▶

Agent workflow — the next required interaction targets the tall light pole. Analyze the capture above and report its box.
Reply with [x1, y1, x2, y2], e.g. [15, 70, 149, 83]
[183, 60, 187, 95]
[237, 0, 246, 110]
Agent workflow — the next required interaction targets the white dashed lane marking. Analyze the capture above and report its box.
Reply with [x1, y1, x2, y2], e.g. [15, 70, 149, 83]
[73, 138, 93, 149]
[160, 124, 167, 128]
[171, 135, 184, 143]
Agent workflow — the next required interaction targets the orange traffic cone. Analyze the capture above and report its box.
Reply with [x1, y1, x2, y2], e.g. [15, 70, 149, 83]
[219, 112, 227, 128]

◀
▶

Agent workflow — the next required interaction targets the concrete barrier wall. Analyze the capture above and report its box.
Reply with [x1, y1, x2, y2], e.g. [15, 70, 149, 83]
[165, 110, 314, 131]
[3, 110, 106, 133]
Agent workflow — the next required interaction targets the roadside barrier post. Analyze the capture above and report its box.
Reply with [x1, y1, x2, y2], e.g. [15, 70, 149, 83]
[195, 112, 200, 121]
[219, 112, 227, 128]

◀
▶

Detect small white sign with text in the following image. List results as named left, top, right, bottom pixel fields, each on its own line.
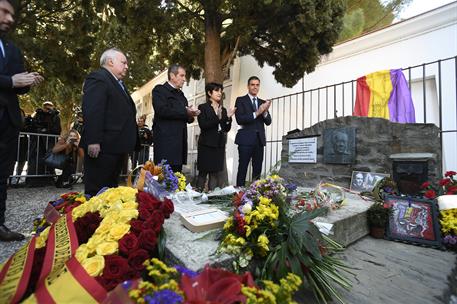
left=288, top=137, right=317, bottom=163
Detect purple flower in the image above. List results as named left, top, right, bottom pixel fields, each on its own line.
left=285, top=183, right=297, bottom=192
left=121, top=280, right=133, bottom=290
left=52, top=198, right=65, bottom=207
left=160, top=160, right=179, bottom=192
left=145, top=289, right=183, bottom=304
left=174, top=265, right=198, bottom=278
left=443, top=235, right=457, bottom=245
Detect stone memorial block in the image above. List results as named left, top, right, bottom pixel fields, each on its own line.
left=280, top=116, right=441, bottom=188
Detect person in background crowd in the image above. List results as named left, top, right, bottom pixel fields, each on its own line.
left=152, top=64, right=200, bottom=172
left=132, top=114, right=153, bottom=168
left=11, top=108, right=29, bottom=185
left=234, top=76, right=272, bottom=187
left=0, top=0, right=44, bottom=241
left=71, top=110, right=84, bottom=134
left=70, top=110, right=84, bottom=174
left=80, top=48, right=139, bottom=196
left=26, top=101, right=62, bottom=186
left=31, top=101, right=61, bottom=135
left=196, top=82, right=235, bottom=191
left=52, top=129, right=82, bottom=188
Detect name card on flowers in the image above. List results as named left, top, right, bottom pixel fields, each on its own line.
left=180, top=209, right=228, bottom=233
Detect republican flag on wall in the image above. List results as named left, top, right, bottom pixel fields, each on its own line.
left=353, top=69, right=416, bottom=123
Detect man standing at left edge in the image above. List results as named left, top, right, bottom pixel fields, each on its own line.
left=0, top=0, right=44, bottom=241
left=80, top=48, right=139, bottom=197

◀

> _Directions for this task_: Show the lines of the material that contain the word "report".

> _Completed exercise_:
Agent workflow — the next required interaction targets the tall light pole. Analyze the capture above and report its box.
Agent workflow — the next required interaction targets the white dashed lane marking. Analyze the capture above and report its box.
Agent workflow — the next required interaction targets the orange traffic cone. Analyze the capture above and report its box.
Agent workflow — the next required interaction targets the concrete barrier wall. Analyze the capture above and report its box.
Agent workflow — the next required interaction targets the roadside barrier post. Analyze the capture above and report its box.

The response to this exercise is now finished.